HYPROP INVESTMENTS LIMITED
(Incorporated in the Republic of South Africa)
(Registration number 1987/005284/06)
JSE share code: HYP ISIN: ZAE000190724
JSE bond issuer code: HYPI
(Approved as a REIT by the JSE)
("Hyprop")


DISPOSAL OF SUB-SAHARAN AFRICA PORTFOLIO


1. INTRODUCTION

   1.1. Hyprop management has previously committed itself to achieving several strategic initiatives. The
        reduction of its exposure to Sub-Saharan Africa was one of the remaining initiatives to be completed.
        Further to the announcement in Hyprop's pre-close operational update published on 24 June 2024 that
        Hyprop had concluded a letter of intent for the sale of the entire sub-Saharan Africa portfolio,
        shareholders are hereby advised that on 7 August 2024, Hyprop concluded the following agreements
        with Lango Real Estate Limited* ("Lango" or the "Buyer") in respect of the disposal of Hyprop's
        interests in Ikeja City Mall in Nigeria ("Ikeja") and in Accra Mall, Kumasi City Mall and West Hills
        Mall in Ghana ("Ghanaian Properties"):

       1.1.1. a share purchase deed between Hyprop Investments (Mauritius) Limited ("Hyprop Mauritius")

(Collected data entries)
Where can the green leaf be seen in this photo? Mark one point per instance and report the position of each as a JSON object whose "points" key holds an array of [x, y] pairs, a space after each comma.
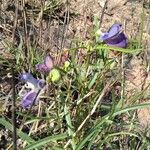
{"points": [[45, 141], [117, 49]]}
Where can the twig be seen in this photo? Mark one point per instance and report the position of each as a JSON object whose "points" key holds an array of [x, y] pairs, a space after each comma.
{"points": [[14, 112], [102, 14], [15, 21]]}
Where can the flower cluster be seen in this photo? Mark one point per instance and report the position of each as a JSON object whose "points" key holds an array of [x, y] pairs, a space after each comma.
{"points": [[35, 87], [115, 36]]}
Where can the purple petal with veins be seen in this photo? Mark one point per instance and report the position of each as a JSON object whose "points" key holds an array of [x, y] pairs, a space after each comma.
{"points": [[49, 62], [29, 99], [115, 36]]}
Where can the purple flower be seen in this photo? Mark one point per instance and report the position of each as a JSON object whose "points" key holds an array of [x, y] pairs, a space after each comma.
{"points": [[35, 85], [115, 36], [46, 66]]}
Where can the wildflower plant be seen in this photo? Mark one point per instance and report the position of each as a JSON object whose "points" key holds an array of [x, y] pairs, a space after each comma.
{"points": [[35, 86], [115, 36]]}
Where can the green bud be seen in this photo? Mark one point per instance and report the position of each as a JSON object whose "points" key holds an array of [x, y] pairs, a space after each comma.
{"points": [[53, 76]]}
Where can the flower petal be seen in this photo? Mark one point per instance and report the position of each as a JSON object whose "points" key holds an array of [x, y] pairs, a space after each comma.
{"points": [[49, 62], [114, 30], [28, 99], [115, 36], [42, 67]]}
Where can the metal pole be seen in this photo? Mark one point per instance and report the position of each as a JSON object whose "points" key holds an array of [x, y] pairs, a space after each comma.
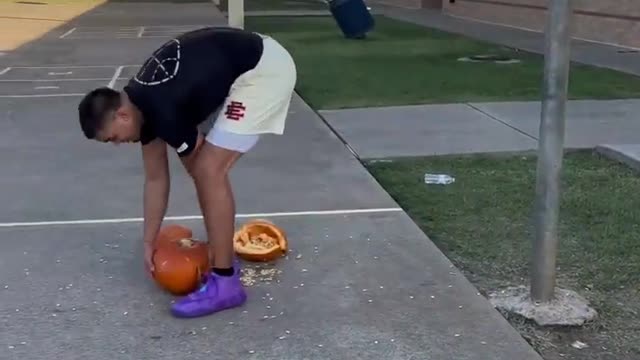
{"points": [[550, 150], [236, 13]]}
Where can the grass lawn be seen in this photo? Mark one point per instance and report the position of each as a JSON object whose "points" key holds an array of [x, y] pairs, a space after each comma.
{"points": [[483, 222], [402, 63], [257, 5]]}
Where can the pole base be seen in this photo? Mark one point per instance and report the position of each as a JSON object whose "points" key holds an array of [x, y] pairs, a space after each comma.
{"points": [[566, 309]]}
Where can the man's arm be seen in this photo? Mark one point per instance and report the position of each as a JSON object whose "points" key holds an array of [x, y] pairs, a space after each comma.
{"points": [[156, 187], [188, 160]]}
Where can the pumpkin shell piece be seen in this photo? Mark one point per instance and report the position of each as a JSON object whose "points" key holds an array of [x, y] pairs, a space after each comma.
{"points": [[260, 241]]}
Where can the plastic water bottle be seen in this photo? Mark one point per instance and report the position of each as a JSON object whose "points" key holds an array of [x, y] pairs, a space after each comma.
{"points": [[440, 179]]}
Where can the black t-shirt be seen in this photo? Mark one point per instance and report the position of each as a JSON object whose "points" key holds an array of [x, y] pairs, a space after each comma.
{"points": [[188, 78]]}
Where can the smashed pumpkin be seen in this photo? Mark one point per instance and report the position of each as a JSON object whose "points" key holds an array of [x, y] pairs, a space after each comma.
{"points": [[260, 241], [179, 261]]}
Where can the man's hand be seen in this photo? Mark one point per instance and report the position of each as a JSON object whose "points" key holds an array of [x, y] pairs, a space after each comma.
{"points": [[148, 258], [189, 160]]}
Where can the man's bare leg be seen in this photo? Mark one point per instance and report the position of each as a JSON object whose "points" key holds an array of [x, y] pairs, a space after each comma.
{"points": [[222, 288], [217, 202]]}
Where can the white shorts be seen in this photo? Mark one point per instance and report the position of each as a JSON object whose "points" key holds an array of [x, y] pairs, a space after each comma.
{"points": [[258, 101]]}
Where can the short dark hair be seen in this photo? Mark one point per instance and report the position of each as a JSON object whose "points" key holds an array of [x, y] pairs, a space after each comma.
{"points": [[94, 108]]}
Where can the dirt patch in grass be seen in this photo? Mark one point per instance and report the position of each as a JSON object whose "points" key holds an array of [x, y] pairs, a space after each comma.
{"points": [[483, 222]]}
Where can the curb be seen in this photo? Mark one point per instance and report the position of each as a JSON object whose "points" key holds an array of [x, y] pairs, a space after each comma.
{"points": [[628, 154]]}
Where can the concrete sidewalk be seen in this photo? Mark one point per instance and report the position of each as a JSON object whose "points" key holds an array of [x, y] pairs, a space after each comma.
{"points": [[422, 130], [586, 52]]}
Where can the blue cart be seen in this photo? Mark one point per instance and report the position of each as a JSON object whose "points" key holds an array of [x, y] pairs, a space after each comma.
{"points": [[353, 17]]}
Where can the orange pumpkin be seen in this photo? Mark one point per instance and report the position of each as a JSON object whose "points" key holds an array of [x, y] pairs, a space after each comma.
{"points": [[179, 262], [260, 240]]}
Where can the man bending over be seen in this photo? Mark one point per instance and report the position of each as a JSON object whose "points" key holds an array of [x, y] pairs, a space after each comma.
{"points": [[238, 81]]}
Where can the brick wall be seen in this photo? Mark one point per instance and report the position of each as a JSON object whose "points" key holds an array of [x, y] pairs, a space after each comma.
{"points": [[610, 21]]}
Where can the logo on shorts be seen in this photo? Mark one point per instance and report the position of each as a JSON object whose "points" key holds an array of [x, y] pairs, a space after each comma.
{"points": [[235, 110], [182, 148]]}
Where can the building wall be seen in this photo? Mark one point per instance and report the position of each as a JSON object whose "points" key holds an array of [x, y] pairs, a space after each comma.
{"points": [[620, 24]]}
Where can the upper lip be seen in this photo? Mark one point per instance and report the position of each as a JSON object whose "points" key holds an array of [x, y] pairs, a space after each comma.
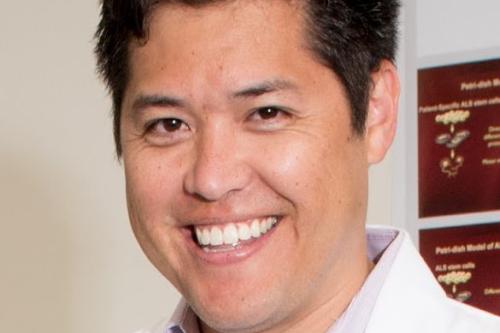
{"points": [[221, 220]]}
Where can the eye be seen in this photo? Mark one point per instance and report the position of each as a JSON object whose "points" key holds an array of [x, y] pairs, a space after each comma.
{"points": [[269, 118], [167, 125], [268, 112], [167, 131]]}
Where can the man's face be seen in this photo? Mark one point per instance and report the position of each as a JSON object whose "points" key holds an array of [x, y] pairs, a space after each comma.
{"points": [[229, 125]]}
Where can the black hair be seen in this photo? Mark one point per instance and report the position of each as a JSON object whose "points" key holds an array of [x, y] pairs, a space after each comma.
{"points": [[351, 37]]}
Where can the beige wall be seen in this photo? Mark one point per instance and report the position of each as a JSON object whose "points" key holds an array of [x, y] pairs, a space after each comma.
{"points": [[68, 261]]}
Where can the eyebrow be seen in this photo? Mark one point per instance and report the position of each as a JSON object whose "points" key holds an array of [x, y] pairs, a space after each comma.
{"points": [[264, 88], [155, 100]]}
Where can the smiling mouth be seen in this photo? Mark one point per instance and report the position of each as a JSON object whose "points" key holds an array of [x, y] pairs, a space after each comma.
{"points": [[227, 237]]}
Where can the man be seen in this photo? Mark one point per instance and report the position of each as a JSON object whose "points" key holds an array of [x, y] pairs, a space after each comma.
{"points": [[246, 129]]}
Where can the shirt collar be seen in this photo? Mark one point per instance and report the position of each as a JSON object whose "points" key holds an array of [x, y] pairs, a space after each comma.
{"points": [[382, 247]]}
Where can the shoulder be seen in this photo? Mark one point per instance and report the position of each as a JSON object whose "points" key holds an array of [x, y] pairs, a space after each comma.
{"points": [[160, 327], [465, 318], [412, 301]]}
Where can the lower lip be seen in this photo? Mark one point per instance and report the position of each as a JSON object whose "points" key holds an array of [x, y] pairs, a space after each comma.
{"points": [[240, 252]]}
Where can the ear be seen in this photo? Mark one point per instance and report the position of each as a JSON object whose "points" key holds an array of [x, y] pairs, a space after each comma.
{"points": [[382, 111]]}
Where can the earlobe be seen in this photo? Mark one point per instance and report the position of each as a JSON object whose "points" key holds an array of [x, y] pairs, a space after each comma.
{"points": [[382, 111]]}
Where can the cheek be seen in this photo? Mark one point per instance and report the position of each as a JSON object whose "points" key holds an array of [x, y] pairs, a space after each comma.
{"points": [[151, 185]]}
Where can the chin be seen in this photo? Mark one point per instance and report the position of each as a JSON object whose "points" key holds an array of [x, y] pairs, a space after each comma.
{"points": [[242, 314]]}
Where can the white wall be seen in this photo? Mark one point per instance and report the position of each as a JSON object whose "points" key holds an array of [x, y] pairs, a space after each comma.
{"points": [[68, 261]]}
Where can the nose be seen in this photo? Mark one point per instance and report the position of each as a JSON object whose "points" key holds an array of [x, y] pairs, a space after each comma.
{"points": [[218, 167]]}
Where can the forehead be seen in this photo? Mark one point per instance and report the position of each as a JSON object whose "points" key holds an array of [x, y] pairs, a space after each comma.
{"points": [[213, 38]]}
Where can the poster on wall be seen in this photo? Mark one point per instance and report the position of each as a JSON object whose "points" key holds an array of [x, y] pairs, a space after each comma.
{"points": [[459, 139], [465, 261]]}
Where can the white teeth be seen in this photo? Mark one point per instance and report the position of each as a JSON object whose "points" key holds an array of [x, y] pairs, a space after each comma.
{"points": [[269, 223], [205, 237], [232, 234], [199, 235], [263, 226], [216, 237], [244, 232], [255, 229]]}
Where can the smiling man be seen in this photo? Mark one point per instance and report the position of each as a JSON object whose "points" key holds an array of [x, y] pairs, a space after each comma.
{"points": [[246, 129]]}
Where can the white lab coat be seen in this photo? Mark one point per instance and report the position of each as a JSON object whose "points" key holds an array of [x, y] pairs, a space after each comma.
{"points": [[412, 301]]}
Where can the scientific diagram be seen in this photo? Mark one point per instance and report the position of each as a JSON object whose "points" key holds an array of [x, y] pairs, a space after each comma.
{"points": [[452, 139], [455, 278]]}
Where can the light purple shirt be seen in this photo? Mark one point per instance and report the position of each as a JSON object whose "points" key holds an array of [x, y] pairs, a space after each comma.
{"points": [[382, 246]]}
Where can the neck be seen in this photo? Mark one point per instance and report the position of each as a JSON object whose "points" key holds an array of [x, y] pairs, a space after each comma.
{"points": [[324, 314]]}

● **TASK PROMPT**
According to the announcement, on what date did Hyprop conclude the agreements with Lango Real Estate Limited? These items were gathered from a separate source.

● **WRITTEN SOLUTION**
7 August 2024